◆ GOAL
Exactly reproduce the line that contains "canopy in the photo above." and all lines after it in the entries below, through the very last line.

^^^^

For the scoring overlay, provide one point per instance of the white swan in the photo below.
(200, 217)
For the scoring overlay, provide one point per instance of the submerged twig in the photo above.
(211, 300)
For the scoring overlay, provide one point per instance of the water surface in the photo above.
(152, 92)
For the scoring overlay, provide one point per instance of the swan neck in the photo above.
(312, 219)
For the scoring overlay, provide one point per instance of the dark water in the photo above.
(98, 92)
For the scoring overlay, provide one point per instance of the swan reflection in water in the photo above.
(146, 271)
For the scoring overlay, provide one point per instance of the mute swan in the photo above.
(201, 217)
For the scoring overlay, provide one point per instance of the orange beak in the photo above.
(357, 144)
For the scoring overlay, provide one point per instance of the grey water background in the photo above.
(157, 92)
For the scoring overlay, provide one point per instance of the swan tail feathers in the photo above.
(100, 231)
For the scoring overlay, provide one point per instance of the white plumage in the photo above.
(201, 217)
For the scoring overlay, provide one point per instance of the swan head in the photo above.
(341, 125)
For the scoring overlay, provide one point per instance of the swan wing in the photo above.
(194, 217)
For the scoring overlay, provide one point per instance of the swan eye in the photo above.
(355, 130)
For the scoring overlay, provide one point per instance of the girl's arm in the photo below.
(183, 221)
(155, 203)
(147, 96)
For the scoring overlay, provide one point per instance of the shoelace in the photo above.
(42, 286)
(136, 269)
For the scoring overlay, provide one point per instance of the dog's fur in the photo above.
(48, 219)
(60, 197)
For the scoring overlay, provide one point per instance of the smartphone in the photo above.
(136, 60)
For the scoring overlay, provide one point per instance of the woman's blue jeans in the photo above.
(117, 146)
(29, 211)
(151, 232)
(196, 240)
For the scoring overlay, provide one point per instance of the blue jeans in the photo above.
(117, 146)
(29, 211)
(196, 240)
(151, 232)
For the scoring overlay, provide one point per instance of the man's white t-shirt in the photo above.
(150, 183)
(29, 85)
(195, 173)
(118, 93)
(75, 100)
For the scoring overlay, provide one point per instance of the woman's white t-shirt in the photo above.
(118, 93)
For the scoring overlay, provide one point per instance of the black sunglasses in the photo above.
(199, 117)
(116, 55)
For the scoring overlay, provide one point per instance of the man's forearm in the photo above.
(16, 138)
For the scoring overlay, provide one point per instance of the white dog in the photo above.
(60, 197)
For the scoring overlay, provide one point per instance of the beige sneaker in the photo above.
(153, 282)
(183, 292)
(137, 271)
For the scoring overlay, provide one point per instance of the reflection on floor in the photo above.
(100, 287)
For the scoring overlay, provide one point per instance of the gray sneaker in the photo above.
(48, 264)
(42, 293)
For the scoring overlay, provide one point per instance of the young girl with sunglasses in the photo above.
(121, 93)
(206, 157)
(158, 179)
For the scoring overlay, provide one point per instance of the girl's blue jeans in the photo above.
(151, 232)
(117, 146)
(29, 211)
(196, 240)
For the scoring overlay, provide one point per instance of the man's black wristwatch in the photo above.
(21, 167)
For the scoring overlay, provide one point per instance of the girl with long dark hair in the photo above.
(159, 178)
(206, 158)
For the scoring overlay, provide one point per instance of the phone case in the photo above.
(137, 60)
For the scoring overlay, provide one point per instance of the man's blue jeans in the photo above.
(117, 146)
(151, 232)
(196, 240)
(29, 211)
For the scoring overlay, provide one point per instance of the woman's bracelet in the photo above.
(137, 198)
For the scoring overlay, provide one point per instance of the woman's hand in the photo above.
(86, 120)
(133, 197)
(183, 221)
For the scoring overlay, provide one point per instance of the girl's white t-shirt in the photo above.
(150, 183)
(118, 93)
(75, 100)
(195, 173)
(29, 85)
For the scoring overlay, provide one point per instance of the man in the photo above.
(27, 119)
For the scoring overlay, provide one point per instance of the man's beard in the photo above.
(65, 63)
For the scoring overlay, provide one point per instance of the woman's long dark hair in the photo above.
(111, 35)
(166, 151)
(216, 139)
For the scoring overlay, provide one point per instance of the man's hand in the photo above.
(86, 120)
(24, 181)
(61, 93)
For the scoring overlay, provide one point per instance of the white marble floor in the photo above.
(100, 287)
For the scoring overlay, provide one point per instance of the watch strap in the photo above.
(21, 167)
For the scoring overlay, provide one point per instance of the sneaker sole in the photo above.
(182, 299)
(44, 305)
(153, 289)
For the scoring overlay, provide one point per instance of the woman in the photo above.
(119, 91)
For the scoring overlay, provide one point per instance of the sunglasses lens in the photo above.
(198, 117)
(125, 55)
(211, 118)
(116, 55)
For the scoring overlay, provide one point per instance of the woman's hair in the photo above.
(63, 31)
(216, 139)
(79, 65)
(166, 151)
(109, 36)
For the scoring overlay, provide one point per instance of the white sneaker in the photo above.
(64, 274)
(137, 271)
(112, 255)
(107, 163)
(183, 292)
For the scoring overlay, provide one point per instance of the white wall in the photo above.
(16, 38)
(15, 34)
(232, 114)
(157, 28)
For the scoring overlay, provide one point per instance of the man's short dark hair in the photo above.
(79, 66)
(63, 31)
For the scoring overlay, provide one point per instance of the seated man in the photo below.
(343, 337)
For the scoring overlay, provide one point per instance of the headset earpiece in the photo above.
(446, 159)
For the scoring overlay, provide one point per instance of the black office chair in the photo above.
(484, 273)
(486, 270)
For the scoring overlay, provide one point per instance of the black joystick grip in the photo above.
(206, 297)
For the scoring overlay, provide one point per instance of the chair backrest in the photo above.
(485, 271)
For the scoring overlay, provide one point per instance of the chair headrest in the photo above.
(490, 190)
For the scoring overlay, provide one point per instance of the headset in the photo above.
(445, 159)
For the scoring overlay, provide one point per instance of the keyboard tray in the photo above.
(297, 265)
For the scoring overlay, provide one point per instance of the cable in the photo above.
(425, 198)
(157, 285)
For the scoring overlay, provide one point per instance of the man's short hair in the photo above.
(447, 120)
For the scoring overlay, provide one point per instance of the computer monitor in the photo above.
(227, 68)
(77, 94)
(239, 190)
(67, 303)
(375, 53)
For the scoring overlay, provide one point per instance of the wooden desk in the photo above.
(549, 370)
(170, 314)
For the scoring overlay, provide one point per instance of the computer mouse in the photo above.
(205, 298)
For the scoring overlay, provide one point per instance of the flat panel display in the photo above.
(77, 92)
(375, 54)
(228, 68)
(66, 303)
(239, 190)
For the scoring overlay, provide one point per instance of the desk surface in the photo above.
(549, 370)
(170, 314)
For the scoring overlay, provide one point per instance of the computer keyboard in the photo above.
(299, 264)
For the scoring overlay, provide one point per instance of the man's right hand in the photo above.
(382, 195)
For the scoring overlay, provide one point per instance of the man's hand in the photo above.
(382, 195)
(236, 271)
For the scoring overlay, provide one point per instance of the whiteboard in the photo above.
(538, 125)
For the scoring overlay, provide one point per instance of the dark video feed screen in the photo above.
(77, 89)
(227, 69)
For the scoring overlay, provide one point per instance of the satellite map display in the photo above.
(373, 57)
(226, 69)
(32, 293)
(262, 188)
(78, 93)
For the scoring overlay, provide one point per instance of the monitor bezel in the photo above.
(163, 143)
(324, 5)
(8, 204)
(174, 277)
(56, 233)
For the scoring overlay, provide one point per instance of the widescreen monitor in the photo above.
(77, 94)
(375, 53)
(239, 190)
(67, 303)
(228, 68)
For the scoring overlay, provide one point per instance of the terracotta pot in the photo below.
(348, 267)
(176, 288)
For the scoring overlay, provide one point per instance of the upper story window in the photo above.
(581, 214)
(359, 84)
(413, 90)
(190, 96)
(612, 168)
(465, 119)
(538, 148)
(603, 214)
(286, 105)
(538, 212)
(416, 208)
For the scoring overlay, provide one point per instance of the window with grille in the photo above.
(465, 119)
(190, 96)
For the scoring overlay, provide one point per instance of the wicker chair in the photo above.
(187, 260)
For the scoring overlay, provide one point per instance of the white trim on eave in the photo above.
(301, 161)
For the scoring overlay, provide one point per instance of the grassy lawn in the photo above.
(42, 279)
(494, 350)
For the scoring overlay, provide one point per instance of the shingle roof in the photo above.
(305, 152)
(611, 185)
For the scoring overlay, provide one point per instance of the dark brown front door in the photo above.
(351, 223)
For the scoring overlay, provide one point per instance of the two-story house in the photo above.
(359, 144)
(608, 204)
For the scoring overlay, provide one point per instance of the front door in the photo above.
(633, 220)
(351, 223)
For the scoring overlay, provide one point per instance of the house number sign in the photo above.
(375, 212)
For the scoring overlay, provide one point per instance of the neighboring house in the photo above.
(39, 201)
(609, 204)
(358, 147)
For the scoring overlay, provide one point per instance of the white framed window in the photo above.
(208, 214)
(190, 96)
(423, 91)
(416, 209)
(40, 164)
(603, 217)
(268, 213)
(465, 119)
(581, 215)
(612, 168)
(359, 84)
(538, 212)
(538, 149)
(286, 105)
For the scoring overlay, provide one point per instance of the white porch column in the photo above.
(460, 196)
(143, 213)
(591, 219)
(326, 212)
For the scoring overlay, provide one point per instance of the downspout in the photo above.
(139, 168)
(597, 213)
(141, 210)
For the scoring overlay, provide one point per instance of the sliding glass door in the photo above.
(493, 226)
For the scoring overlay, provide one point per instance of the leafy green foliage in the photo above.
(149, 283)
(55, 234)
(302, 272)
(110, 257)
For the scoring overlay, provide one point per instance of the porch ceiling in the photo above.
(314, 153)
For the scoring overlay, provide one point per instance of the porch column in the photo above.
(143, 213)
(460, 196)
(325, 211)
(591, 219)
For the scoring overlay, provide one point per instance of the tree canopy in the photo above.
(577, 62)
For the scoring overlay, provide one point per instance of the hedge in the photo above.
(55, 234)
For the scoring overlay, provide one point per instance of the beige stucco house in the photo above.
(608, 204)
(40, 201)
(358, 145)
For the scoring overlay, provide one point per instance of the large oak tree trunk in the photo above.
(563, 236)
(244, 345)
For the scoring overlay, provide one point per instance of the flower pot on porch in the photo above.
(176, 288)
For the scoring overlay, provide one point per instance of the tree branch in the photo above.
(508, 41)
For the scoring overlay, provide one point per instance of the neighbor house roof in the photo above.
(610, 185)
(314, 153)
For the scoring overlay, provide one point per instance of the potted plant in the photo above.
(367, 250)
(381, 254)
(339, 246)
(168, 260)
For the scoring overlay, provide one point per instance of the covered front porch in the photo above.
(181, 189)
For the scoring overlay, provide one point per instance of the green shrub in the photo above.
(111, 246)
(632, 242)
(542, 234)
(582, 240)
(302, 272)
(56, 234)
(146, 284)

^^^^

◆ WRITTEN RESPONSE
For the scoring overlay, provide one point per instance of the tree canopy in the photo above.
(577, 62)
For the scoring overlay, provide one point per instance of the hedge in the photo above.
(55, 234)
For the scoring overlay, provide one point per instance of the beige stucco house in the photo above.
(608, 204)
(40, 201)
(358, 145)
For the scoring overlay, provide one point per instance of the large oak tree trunk in the photo above.
(563, 236)
(244, 345)
For the scoring overlay, provide one point per instance of the flower pot on porch in the photo above.
(176, 288)
For the scoring overlay, provide one point per instance of the tree branch in the photo above.
(508, 41)
For the scoring overlay, provide one point per instance of the neighbor house roof in the photo above.
(610, 185)
(314, 153)
For the scoring overlay, provide one point per instance of the potted plant in the photo above.
(367, 250)
(381, 254)
(339, 246)
(168, 260)
For the scoring overlay, provide one point per instance of the covered front porch in the photo above.
(181, 189)
For the scoring overlay, provide one point per instance of the green shrub in the photo above.
(111, 246)
(632, 242)
(542, 234)
(582, 240)
(302, 272)
(56, 234)
(146, 284)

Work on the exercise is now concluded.